** Exercise brief **
Output, word for word, the span of lines that starts at the one containing "Read each instance's" and ends at the last line of the records.

□ □ □ □

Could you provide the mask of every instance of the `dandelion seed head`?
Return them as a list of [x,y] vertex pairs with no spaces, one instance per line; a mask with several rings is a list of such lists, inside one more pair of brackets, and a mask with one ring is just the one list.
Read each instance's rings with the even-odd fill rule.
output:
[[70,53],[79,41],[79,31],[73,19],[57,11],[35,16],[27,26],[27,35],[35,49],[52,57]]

□ □ □ □

** Response for this exercise **
Read each instance's rings with the even-odd fill rule.
output:
[[70,53],[79,41],[79,31],[73,19],[57,11],[35,16],[27,26],[27,35],[35,49],[52,57]]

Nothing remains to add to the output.